* _DIRECTIONS FOR THIS TASK_
Scan each line of the records for the word "hand" and extract the ones that have it.

Referring expression data
::::::::::
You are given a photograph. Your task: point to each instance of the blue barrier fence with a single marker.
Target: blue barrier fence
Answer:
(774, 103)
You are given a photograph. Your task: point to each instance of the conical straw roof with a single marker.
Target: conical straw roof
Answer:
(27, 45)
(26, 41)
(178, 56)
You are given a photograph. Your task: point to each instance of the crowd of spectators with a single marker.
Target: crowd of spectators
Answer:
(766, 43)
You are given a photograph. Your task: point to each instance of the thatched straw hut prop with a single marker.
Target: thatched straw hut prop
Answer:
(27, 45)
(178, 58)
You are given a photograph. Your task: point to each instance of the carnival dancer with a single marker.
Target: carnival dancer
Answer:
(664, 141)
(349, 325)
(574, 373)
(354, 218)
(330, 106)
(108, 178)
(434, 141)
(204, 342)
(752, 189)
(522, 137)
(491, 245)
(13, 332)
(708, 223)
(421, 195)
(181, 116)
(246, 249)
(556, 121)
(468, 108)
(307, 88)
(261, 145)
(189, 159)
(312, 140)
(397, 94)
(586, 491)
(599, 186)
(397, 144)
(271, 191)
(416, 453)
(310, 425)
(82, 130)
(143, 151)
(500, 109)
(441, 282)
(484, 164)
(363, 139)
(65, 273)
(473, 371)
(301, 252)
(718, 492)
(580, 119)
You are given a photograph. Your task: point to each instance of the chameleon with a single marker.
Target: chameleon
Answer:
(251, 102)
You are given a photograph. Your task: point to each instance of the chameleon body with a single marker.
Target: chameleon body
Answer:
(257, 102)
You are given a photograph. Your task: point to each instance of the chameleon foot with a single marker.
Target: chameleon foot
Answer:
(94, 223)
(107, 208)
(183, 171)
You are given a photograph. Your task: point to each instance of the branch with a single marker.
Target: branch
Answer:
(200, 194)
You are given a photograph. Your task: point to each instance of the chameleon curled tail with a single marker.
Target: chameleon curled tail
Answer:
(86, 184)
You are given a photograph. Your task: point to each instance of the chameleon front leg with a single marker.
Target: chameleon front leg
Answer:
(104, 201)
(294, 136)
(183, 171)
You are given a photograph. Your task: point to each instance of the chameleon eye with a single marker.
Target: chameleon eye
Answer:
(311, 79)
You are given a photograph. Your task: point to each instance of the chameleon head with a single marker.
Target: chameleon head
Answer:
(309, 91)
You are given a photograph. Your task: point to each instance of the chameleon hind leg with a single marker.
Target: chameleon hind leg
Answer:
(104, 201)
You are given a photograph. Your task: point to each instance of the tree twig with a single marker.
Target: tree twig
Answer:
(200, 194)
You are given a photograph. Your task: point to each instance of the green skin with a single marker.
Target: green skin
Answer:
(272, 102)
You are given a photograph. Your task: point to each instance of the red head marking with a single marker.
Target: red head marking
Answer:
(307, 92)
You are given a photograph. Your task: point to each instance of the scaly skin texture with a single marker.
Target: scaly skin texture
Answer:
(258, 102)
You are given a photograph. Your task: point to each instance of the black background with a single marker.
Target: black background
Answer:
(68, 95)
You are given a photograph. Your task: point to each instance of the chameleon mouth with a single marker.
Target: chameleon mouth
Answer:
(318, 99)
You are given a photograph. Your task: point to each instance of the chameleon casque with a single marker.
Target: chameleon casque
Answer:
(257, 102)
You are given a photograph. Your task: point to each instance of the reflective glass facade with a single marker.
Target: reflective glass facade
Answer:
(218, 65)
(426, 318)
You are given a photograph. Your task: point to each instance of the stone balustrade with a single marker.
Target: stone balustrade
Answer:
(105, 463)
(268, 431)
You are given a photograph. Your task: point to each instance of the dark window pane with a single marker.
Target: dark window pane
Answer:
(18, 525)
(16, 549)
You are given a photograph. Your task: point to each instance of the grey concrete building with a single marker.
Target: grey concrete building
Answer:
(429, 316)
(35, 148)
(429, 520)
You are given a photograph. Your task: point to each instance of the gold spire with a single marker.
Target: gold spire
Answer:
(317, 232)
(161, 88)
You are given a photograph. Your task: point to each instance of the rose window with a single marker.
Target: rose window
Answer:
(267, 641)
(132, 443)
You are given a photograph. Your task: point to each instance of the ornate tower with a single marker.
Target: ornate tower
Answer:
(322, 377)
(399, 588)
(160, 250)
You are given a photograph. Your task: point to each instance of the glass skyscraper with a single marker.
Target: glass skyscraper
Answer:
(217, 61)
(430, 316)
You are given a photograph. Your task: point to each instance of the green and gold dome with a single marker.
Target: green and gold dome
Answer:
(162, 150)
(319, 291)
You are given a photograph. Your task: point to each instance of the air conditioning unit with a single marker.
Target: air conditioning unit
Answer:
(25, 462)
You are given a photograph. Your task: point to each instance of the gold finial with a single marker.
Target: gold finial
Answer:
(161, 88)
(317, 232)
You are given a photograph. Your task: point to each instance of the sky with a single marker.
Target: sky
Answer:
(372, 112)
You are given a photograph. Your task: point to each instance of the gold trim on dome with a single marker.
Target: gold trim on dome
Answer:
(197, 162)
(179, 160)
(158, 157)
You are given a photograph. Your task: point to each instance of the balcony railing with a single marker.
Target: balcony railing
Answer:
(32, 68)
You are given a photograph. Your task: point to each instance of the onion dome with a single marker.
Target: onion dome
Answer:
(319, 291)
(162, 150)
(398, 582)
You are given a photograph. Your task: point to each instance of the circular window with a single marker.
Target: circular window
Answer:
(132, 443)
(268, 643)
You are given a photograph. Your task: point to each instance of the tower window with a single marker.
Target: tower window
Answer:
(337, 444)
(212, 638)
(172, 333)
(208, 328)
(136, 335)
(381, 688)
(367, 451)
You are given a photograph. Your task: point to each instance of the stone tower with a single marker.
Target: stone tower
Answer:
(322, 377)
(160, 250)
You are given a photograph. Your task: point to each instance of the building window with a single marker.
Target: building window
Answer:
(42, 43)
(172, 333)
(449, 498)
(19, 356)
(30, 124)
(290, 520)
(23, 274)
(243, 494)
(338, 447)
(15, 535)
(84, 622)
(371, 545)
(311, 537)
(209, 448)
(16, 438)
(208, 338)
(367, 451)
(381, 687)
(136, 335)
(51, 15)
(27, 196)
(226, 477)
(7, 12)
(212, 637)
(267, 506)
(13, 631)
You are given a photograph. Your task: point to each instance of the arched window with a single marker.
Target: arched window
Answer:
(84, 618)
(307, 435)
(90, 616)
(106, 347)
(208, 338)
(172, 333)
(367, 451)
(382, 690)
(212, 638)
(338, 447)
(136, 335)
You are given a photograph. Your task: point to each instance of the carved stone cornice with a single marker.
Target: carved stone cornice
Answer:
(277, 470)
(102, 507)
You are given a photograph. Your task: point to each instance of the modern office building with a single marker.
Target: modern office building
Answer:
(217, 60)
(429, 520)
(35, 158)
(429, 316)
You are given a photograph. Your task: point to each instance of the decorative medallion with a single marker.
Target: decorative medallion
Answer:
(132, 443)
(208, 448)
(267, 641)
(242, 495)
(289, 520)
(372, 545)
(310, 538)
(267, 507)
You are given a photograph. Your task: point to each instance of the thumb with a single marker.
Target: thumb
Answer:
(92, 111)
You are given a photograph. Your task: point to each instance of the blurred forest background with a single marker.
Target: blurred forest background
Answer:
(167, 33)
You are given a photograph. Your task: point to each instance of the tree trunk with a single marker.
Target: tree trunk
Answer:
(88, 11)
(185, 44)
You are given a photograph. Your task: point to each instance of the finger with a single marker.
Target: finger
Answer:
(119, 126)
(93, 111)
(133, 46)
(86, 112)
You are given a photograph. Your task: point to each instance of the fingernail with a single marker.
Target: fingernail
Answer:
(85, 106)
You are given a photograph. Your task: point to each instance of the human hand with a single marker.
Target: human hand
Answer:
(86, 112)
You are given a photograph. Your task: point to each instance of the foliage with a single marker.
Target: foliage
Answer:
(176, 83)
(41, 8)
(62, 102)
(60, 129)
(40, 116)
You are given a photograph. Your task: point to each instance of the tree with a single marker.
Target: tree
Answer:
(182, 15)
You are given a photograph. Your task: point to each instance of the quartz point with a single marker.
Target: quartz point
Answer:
::::::::::
* _EXPECTED ANSWER_
You are given a photograph. Your task: point to each instance of the human hand with a single marker.
Target: human hand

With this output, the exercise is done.